Why Wales' quietest station, Sugar Loaf, got busier
- Published
As London's Waterloo is named the UK's busiest station for the 15th successive year with 95m annual passengers, life is a little more sedate in deepest, darkest Wales.
Forget wifi, there's not even a ticket machine, car park or even mobile phone signal at the remote Sugar Loaf station.
And no we're not talking about the mountain overlooking Rio's famous Copacabana beach - this one is miles from civilisation in rural Powys.
Blink and you'd miss the exposed 150-year-old single-track halt tucked away down a muddy track next to a field on the side of the A483, snuggled 820ft (250m) up in the Cledan Valley.
The railway hideaway, a few miles north of Llandovery, used to average one visitor every 36 hours - and that made it one of the quietest stations on the UK railway network.
That was until this year....
Its reputation as a deserted railway outpost has actually made it popular - and it's seen the biggest hike of passenger numbers of all UK stations this year.
So much so that two lovebirds made the 10-hour round-trip from Didcot to Sugar Loaf in October so Mark could propose to Lindsey.
The retreat attracted as many visitors in the last 12 months than it had done in the previous 17 years - a rise of almost 710% on last year's passenger numbers.
"People have come from all over the world to get a ticket to Sugar Loaf just to say they've been here," said the person who looks after the station for Transport for Wales.
"We've had people from the USA coming here because they've seen Sugar Loaf station referenced in books because it so unused," added retired fine art photographer Peter Joyce, 70, a volunteer who helps look after the station.
"The other day I popped down to the station to do a little gardening and there was a man waiting on the platform who had made the 12-hour round-trip from London, just to get a ticket that has the destination as Sugar Loaf.
"It's turning into a bit of a tourist destination."
Sugar Loaf's visitor numbers shot up from 228 passengers last year to 1,824 this year, meaning it gives up the kudos as Wales' quietest station after 20 years at the bottom.
That dubious honour now falls to Dolgarrog on the Conwy Valley Line, whose 612 passengers last year was down almost 40%.
The Office of Rail and Road thinks Sugar Loaf's spike in popularity may be because it was the "least used station in Wales in 2016-17 which may have attracted visitors."

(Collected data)
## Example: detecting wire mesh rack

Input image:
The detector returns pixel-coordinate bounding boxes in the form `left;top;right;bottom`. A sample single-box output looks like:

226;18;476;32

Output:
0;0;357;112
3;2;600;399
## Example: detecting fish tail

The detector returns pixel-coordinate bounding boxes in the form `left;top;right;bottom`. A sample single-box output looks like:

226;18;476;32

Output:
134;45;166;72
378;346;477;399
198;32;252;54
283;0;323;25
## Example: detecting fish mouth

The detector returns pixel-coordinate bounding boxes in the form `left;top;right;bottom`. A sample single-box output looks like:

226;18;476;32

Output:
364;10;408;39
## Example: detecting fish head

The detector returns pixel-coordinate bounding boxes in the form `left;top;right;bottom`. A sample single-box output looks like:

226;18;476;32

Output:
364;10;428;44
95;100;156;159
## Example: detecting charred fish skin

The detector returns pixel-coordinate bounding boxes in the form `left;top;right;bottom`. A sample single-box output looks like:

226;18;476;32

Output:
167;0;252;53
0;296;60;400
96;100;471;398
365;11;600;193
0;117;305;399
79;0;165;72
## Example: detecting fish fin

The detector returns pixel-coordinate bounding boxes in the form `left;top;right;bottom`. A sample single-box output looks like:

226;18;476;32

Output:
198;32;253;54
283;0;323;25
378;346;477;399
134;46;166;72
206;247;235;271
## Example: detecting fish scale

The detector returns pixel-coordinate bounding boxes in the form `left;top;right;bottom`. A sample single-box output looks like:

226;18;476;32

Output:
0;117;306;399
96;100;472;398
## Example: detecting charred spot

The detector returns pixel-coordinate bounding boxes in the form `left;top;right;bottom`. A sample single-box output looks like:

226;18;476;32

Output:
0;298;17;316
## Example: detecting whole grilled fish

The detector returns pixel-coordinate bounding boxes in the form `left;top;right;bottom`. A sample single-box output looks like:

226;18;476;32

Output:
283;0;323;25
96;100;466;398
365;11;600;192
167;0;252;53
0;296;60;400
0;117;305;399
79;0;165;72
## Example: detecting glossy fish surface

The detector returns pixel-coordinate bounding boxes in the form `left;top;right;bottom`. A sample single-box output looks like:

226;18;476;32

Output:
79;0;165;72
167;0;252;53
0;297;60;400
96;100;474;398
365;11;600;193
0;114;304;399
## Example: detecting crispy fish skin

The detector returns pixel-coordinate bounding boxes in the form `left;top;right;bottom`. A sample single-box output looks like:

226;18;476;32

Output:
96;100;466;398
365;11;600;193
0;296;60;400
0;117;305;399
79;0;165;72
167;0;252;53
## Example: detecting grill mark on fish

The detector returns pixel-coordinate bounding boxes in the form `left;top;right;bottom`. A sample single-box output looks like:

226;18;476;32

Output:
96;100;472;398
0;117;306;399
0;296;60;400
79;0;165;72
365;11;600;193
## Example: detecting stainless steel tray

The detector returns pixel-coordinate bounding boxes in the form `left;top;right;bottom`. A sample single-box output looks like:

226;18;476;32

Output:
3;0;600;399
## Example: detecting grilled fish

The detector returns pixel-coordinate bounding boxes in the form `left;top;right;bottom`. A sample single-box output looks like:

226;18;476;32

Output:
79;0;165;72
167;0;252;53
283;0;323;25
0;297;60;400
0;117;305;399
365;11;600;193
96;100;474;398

==

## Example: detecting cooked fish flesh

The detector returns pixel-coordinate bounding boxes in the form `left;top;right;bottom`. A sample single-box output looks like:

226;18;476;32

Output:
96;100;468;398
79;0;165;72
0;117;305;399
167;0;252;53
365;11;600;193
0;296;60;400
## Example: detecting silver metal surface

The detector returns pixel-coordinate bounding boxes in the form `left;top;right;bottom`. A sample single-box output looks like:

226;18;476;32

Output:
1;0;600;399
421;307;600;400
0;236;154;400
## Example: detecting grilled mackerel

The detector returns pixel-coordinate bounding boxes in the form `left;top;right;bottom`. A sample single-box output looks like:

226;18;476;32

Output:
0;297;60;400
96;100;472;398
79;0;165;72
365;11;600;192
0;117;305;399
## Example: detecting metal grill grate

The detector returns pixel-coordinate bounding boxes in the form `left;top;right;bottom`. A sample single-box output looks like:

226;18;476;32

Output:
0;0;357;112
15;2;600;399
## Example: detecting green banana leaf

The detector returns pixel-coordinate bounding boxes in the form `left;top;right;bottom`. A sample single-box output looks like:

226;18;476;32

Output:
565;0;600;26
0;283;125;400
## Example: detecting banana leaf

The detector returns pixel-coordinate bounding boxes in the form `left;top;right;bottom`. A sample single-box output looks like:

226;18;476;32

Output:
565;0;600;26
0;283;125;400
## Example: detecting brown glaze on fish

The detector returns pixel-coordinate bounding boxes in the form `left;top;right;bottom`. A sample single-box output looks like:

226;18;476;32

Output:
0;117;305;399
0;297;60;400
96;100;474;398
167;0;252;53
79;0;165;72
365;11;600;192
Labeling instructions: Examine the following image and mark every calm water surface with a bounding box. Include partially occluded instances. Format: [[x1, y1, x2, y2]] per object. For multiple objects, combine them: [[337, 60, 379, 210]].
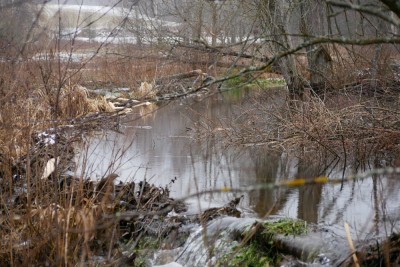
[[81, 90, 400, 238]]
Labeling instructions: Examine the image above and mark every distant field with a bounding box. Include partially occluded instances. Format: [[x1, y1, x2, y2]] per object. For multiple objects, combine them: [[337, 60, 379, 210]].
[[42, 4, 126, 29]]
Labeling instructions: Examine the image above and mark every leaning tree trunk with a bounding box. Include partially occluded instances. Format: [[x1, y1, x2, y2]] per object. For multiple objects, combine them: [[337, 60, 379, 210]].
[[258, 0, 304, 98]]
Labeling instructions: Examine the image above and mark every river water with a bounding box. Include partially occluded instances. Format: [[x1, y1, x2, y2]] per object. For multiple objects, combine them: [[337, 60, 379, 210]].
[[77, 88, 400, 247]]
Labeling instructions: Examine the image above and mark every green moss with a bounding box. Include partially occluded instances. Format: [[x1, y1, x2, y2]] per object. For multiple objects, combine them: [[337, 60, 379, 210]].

## WHAT YOU ARE ASKED TO DO
Resume the article on Sugar Loaf station, picking up right after its final sentence.

## THE ANSWER
A tannoy announces the eight trains a day into Sugar Loaf - one of the 17 request stops on the picturesque Heart of Wales line between Swansea and Shrewsbury - to mostly no-one at all.
It was opened as part of the Central Wales Extension Railway in 1868 and built to serve the nearby railway worker cottages so their children could get the train to nearby Llanwrtyd Wells.
The rural branch line survived the infamous railway cuts of Beeching Axe as it passed through six marginal constituencies and politicians feared they'd lose their seats if the route shut.
Nowadays, the etiquette to stop the train is from a bygone age - basically wave furiously when the single carriage comes into view and flag it down.
If you're on the train, you've just got to politely ask the conductor as it trundles towards the beautiful Cynghordy Viaduct and half-a-mile Sugar Loaf tunnel.
Only a hardy few of the Heart of Wales' 200,000 annual passengers get on or off at Sugar Loaf, below the natural landmark it honours.
"It's mostly walkers or railway tourists who come here. There's no regular user of the station as far as I know," said Mr Joyce.
He should know as the railway enthusiast and his wife Margaret "adopted" Sugar Loaf in 2011 to tend to the garden and report any maintenance issues to Transport for Wales.
Four years ago they moved from Hay-on-Wye to be nearer their latest project so Peter could follow in the footsteps of his father who worked in the railway sheds in Derby after World War Two.
"It's in my blood," said Mr Joyce.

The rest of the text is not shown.